Excerpt:
....................

Joseph Peter Calleja, Manila
Updated: August 24, 2021 06:24 AM GMT
A volunteer administers the Sinovac Covid-19 vaccine to tricycle drivers during a vaccination drive for economic frontliners, organised by the vice president's office and city government, in Manila on July 20. (Photo: AFP)
A Philippine archdiocese has issued a letter to clergymen and churchgoers urging them to set aside doubts over the alleged use of aborted fetal cells in the manufacture of Covid-19 jabs and to get vaccinated.
Cagayan de Oro Archdiocese in northern Mindanao said it wants its clergy, religious and churchgoers to receive vaccines amid soaring cases of Covid in the country caused by the Delta variant.
“The Congregation for the Doctrine of the Faith in December 2020 declared that vaccination is morally acceptable against the Covid-19 virus,” Archbishop Jose Cabantan of Cagayan de Oro said in the Aug. 23 letter.
“All vaccines recognized as clinically safe and effective can be used in good conscience with certain knowledge that their use does not constitute formal cooperation with abortion from which the cells used in some aspects of research and production of the vaccine may derive.”
He said that in the absence of a means to prevent the pandemic, the common good requires vaccination, especially to protect the most vulnerable.
“Vaccination is not just to protect one’s own health but also to promote good within society. Thus, the act of vaccination can be 'an act of charity … an act of love of our neighbor and part of our moral responsibility for the common good,'" said Archbishop Cabantan, quoting a statement from the United States Conference of Catholic Bishops.
Vaccines are a profound way of promoting common good and caring for each other, especially the most vulnerable
The archdiocese’s letter followed rumors circulating in the Philippines that receiving a Covid-19 vaccine was immoral.
Anti-abortion groups have raised ethical objections to the vaccines alleging they were manufactured using cells derived from human fetuses aborted decades ago.
The archdiocese, however, said that Pope Francis has spoken on the morality of receiving the vaccines, saying it is a “moral obligation.”
It said vaccines are a sign of hope to end the pandemic to benefit the poor.
“Vaccines are a profound way of promoting common good and caring for each other, especially the most vulnerable. He [the pope] added it is an act of love for oneself, for one’s family and friends and for the people,” the archbishop added.
He also called for fair distribution of vaccines, especially in depressed areas among those who cannot afford Covid treatment.
As of Aug. 23, the Philippines had recorded 1.84 million Covid-19 cases with 31, 810 deaths, according to government figures.

....................

Excerpted data:
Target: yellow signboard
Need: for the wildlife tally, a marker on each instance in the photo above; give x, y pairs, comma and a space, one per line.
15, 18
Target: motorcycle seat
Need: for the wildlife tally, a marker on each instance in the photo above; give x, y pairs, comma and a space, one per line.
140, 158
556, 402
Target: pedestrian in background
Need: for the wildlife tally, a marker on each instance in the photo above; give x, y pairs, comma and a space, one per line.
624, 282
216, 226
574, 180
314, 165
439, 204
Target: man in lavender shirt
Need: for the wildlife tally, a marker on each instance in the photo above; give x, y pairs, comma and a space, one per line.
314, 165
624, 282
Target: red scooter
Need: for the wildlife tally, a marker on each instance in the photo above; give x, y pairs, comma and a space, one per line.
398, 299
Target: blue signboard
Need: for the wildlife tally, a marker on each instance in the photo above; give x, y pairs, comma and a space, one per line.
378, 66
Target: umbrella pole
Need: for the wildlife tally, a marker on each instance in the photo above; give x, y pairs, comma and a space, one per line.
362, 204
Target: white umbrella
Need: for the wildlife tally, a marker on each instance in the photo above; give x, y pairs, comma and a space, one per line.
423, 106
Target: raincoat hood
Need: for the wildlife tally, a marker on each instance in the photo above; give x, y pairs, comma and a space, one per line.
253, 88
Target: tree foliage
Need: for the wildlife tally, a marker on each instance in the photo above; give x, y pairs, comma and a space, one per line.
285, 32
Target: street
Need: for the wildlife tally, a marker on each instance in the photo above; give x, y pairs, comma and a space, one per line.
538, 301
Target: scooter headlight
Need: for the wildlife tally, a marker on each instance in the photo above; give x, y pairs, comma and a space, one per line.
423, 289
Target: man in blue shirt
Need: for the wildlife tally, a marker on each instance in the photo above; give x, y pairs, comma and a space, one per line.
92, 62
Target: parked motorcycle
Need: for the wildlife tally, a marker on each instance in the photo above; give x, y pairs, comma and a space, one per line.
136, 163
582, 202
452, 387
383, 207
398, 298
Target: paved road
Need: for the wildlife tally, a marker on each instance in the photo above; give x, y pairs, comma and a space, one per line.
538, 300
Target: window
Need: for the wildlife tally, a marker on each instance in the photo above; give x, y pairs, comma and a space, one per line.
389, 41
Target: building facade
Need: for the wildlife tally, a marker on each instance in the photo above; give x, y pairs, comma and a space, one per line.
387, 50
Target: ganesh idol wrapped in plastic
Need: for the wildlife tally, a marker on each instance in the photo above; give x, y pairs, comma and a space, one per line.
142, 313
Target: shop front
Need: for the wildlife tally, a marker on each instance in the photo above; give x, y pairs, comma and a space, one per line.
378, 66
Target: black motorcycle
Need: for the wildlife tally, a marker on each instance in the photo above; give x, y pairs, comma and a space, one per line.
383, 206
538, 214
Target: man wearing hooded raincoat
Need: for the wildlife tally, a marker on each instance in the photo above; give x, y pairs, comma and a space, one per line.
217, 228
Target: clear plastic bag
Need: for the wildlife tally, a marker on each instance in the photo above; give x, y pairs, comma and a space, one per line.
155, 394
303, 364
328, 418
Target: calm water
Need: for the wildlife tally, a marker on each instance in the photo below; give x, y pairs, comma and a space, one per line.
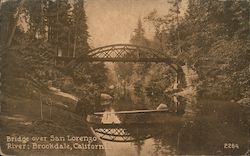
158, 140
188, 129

....................

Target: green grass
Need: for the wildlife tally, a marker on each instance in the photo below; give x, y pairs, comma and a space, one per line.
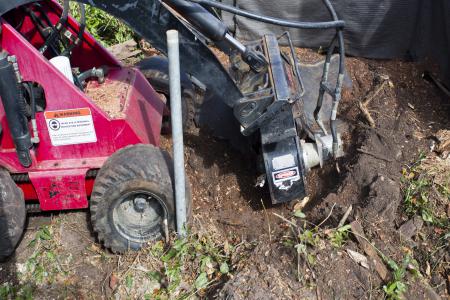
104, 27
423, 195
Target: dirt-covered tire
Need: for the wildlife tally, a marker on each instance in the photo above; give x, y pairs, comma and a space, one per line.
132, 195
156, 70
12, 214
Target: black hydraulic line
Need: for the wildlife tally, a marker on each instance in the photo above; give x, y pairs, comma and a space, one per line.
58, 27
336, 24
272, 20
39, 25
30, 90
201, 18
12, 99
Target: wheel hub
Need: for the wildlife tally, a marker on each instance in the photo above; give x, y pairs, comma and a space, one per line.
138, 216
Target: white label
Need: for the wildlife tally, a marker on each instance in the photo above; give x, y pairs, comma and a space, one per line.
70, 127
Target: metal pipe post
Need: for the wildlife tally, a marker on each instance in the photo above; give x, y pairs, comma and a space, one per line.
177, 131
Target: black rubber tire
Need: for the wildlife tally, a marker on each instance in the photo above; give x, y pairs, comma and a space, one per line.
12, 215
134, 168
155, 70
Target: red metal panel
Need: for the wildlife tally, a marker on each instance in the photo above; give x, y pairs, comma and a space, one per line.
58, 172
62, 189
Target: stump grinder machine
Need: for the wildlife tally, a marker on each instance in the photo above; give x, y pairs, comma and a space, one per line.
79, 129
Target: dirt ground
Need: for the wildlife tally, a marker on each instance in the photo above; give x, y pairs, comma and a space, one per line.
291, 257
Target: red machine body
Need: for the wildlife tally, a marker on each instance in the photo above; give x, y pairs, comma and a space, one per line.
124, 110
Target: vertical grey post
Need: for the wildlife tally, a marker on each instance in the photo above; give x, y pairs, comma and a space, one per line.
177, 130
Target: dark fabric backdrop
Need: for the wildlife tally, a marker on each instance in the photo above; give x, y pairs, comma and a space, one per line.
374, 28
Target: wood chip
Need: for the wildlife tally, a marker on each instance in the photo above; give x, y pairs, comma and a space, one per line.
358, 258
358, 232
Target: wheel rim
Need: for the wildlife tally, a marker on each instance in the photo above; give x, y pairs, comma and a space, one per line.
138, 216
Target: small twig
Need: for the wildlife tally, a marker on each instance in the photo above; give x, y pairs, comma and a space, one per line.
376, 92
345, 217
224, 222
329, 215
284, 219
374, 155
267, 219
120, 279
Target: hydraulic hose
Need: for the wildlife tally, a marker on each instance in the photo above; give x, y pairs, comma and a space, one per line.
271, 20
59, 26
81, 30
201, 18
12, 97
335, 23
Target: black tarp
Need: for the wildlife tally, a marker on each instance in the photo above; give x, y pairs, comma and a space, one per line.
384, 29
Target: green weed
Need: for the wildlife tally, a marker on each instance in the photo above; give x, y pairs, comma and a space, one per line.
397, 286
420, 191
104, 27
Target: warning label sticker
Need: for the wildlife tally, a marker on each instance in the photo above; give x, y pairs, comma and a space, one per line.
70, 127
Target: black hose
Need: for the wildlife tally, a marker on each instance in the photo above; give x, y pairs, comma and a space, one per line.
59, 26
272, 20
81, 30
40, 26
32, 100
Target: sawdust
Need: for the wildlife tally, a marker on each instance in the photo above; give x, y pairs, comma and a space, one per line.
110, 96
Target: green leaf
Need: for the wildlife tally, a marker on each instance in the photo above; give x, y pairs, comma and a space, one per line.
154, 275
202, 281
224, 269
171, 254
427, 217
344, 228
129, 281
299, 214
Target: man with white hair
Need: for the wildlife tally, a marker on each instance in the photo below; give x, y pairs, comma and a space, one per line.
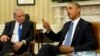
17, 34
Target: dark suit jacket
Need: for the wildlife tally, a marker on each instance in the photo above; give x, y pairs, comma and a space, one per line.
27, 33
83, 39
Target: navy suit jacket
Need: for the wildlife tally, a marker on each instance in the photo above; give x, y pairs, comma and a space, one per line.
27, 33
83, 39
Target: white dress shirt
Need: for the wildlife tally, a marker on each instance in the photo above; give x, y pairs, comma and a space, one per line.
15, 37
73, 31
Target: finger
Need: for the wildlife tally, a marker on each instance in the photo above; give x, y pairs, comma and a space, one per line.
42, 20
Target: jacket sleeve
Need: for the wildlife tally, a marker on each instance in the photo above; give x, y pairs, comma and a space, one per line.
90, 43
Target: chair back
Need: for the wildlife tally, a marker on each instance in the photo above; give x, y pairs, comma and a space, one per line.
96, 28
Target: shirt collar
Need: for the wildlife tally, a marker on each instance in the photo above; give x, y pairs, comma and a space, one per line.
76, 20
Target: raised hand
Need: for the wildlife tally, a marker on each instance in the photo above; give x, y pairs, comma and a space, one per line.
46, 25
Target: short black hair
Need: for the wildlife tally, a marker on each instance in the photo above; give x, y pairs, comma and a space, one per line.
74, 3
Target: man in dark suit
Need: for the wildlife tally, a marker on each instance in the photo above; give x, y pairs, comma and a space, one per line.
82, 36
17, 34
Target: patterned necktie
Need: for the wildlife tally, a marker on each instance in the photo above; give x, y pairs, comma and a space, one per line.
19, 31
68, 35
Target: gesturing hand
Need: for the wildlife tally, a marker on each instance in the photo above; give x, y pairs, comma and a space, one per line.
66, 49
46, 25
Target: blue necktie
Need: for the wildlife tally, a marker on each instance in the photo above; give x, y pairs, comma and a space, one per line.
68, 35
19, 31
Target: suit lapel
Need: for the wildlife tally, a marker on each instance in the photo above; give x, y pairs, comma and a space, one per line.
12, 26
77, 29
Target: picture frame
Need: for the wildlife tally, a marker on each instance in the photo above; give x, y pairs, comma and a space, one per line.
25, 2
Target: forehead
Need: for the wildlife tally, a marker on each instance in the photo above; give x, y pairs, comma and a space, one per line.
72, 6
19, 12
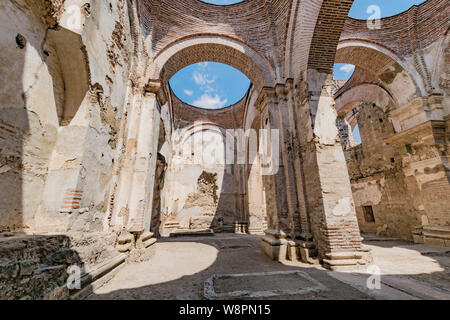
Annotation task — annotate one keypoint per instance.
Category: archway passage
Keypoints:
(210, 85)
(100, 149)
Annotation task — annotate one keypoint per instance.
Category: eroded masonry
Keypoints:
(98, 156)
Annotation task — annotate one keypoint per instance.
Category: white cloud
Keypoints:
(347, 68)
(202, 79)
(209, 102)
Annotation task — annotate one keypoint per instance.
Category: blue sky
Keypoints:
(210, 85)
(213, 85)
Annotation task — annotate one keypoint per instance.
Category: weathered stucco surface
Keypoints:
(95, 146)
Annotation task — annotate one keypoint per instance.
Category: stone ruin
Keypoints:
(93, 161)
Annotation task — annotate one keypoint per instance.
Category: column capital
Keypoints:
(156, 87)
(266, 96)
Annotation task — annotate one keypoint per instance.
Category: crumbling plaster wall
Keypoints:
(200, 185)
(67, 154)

....................

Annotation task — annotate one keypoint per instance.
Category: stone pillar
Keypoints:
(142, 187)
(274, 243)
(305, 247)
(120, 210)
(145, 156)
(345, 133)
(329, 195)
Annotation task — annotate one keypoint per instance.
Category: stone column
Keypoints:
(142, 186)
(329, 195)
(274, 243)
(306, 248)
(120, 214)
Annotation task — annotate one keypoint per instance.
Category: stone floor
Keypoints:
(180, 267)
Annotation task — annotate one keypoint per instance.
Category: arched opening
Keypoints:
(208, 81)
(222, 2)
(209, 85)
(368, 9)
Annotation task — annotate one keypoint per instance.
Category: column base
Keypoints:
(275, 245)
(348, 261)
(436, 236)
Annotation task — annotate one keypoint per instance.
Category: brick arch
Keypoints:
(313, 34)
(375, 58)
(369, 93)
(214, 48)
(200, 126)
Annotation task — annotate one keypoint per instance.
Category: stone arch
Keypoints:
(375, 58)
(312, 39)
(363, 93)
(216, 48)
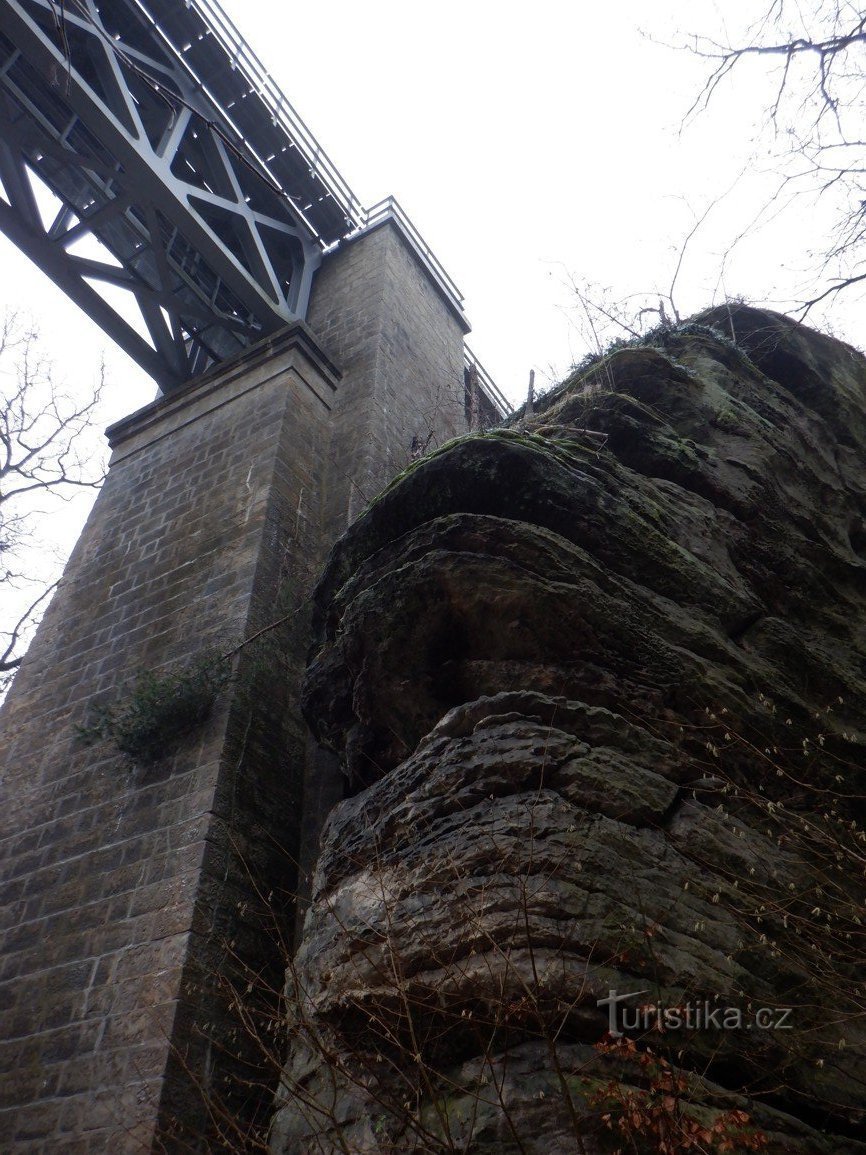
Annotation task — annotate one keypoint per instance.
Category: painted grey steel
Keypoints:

....................

Task instructions:
a) Answer these questions from the article on the Cagayan de Oro archdiocese's vaccination letter:
(i) When did the Congregation for the Doctrine of the Faith declare vaccination against Covid-19 morally acceptable?
(ii) Which variant does the article say is driving the soaring Covid cases in the country?
(iii) Whose statement did Archbishop Cabantan quote in calling vaccination "an act of charity"?
b) Print the part of the article on the Cagayan de Oro archdiocese's vaccination letter that opens with the words containing "He said that" and closes with "vaccine was immoral.".

Outputs by task:
a)
(i) December 2020
(ii) The Delta variant
(iii) The United States Conference of Catholic Bishops

b)
He said that in the absence of a means to prevent the pandemic, the common good requires vaccination, especially to protect the most vulnerable.
“Vaccination is not just to protect one’s own health but also to promote good within society. Thus, the act of vaccination can be 'an act of charity … an act of love of our neighbor and part of our moral responsibility for the common good,'" said Archbishop Cabantan, quoting a statement from the United States Conference of Catholic Bishops.
Vaccines are a profound way of promoting common good and caring for each other, especially the most vulnerable
The archdiocese’s letter followed rumors circulating in the Philippines that receiving a Covid-19 vaccine was immoral.